● **Activity**
Could you print the listing again exactly, omitting the pictures?

---------- Data records

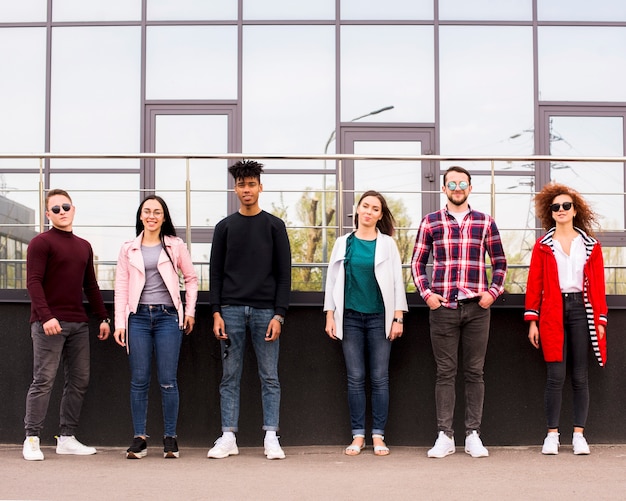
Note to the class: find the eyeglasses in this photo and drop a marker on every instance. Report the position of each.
(557, 207)
(463, 185)
(154, 213)
(57, 208)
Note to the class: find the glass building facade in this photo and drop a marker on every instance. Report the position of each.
(459, 78)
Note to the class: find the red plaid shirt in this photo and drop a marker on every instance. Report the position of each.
(459, 256)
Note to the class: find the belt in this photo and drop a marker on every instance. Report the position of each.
(468, 300)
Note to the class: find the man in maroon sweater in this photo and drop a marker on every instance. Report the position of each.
(60, 268)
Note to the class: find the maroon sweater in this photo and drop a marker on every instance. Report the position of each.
(59, 267)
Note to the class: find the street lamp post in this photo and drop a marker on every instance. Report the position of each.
(324, 220)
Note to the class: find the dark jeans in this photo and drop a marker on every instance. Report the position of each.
(467, 325)
(71, 347)
(576, 351)
(364, 339)
(154, 330)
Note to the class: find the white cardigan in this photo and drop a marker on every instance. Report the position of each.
(388, 273)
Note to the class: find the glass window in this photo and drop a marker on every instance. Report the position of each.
(288, 9)
(581, 10)
(486, 10)
(582, 63)
(390, 9)
(602, 184)
(105, 213)
(23, 11)
(388, 65)
(193, 134)
(166, 10)
(95, 90)
(288, 89)
(486, 90)
(96, 10)
(22, 93)
(191, 62)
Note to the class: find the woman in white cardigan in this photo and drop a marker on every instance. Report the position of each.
(364, 303)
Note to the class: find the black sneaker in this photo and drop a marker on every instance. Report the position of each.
(138, 450)
(170, 447)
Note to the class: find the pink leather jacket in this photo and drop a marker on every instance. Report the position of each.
(130, 279)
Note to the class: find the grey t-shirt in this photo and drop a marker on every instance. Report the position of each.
(155, 291)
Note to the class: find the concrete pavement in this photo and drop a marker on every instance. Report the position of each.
(316, 473)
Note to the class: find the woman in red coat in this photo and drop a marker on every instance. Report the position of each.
(566, 304)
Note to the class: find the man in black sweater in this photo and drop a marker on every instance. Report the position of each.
(59, 268)
(250, 284)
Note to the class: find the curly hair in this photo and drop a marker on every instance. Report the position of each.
(585, 219)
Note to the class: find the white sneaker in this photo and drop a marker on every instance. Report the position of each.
(444, 446)
(580, 444)
(474, 446)
(31, 450)
(223, 448)
(273, 449)
(69, 445)
(551, 443)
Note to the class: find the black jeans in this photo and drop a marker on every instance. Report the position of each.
(576, 351)
(467, 325)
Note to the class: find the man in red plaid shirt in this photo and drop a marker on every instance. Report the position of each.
(459, 297)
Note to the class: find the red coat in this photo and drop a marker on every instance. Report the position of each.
(544, 302)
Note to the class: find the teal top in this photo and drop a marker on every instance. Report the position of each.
(362, 293)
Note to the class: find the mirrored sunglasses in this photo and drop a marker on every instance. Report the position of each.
(557, 207)
(57, 208)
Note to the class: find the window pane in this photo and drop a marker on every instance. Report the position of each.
(288, 88)
(96, 10)
(95, 90)
(486, 90)
(105, 213)
(280, 9)
(581, 10)
(22, 93)
(164, 10)
(23, 11)
(193, 134)
(387, 65)
(390, 9)
(602, 184)
(191, 62)
(582, 64)
(486, 10)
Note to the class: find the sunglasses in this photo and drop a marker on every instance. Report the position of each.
(557, 207)
(57, 208)
(226, 346)
(463, 185)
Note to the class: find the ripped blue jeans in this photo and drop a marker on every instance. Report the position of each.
(154, 329)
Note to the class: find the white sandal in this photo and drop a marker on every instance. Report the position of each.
(380, 450)
(353, 449)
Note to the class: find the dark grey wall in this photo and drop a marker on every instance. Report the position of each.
(314, 403)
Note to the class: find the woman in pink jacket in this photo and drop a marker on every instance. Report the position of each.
(566, 304)
(150, 317)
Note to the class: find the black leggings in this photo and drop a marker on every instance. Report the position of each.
(576, 351)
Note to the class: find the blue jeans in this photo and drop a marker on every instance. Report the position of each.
(468, 325)
(154, 328)
(71, 347)
(576, 351)
(364, 336)
(236, 319)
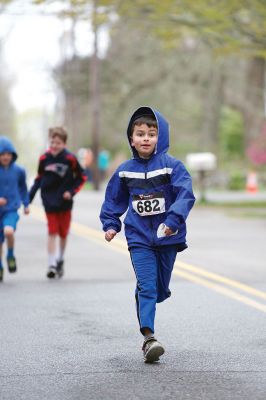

--------------------

● **Completed task**
Note to the class: find the eyeglasses in this photo and drop a marker on every instance. Report the position of each.
(557, 207)
(463, 185)
(154, 213)
(57, 208)
Note to the class: find the glass building facade in this photo and drop a marker on every instance. Report the position of each.
(459, 78)
Note to the class: find the red plaid shirt in this photo and drop a marker on every instance. Report the position of each.
(459, 256)
Note to the class: find the belt in this photo and drop a marker on every instance. Report the position of each.
(468, 300)
Note to the class: find the man in maroon sweater in this photo and drop a marker on every instance. Report the position of each.
(60, 268)
Note to the class: find the maroon sweater in this photo and drop a marker on every instance. Report the position of each.
(59, 267)
Note to the class: find the street lamp post in this photo and drop a marker on every instance. Report the position of each.
(324, 220)
Note to the class: find the dark jeans in this photo and drop a marker on every instance. Report the position of each.
(467, 325)
(71, 347)
(576, 351)
(364, 339)
(154, 330)
Note to the class: find the white cardigan in this photo and drop a marker on every instance. Report the position of each.
(388, 273)
Note to the class: find the glass window in this photo and drop a marker on every instance. Report the position of each.
(288, 9)
(581, 10)
(486, 10)
(582, 63)
(390, 9)
(602, 184)
(105, 213)
(23, 11)
(388, 65)
(193, 134)
(166, 10)
(95, 90)
(288, 89)
(486, 90)
(96, 10)
(22, 93)
(191, 62)
Note to the class: find the woman in white cardigan in this photo and drop a marker on every instance. Report the position of each.
(364, 303)
Note to the class: find the black sneaker in this photo and drop a marker on every instance. Report the position of each.
(138, 450)
(170, 447)
Note to the class: find the pink leather jacket in this photo and drop a marker on every instance. Report the position of each.
(130, 279)
Note to the class: find the grey t-shirt in this photo and drop a marker on every instance. Report the position of each.
(155, 291)
Note to the class: find the concrete pavement in this photo and drop a marker on every instance. Report the position of each.
(316, 473)
Note to the class: find the woman in red coat in this photo and drop a marker on every instance. Report the position of each.
(566, 304)
Note to the class: find the man in black sweater in this photo and drop a marker on every instance. Report the position of each.
(59, 268)
(250, 284)
Note to the class: find the curly hair in this photo and drop a marker on every instance. Report the position of each.
(585, 219)
Note to the class: find the white sneaker in this photo and drop a marker on every instance. Report the position of each.
(444, 446)
(580, 444)
(474, 446)
(31, 450)
(223, 448)
(273, 449)
(69, 445)
(551, 443)
Note to the class: find the black jeans in this photo and drop a marker on every instance. Report the position of each.
(576, 351)
(467, 325)
Note to the class: find the man in red plaid shirt in this photo and drop a marker on every instance. Report the position of each.
(459, 297)
Note to the class: find the red coat in this photo and drop a marker on every instance. Report the position of each.
(544, 302)
Note to the class: find the teal top in this photo and drop a marker on every instance. Report the position of each.
(362, 293)
Note to the class: find the mirrored sunglasses in this photo and drop a marker on every instance. Report the position of each.
(557, 207)
(57, 208)
Note to the class: find the window pane in this photo and drop a marker on every instance. Report the position of each.
(288, 88)
(96, 10)
(95, 90)
(486, 90)
(105, 213)
(280, 9)
(581, 10)
(22, 93)
(164, 10)
(23, 11)
(193, 134)
(387, 65)
(390, 9)
(602, 184)
(191, 62)
(582, 64)
(486, 10)
Note to the class: find the sunglasses in this photo and drop a marker on every instance. Report the position of each.
(557, 207)
(57, 208)
(226, 346)
(463, 185)
Note to the class: find the ripped blue jeans in this photo and drop a marker on every instance. Report the position of each.
(154, 329)
Note to the class: find the white sandal in this photo and drop a marker on every instance. Report the position of each.
(380, 450)
(353, 449)
Note to the class: find the dark grey wall in this photo and drop a marker on every instance. Report the position of each.
(314, 403)
Note to the class: find the woman in pink jacket in this photo and drop a marker on every instance. Report the position of each.
(566, 304)
(150, 317)
Note to the class: find the black leggings in this photo and drop a marker on every instance. Report the position of each.
(576, 351)
Note to the class: find the blue jeans in this photo and drop a marker on every instance. Report the position of each.
(468, 325)
(154, 328)
(71, 347)
(576, 351)
(364, 336)
(236, 319)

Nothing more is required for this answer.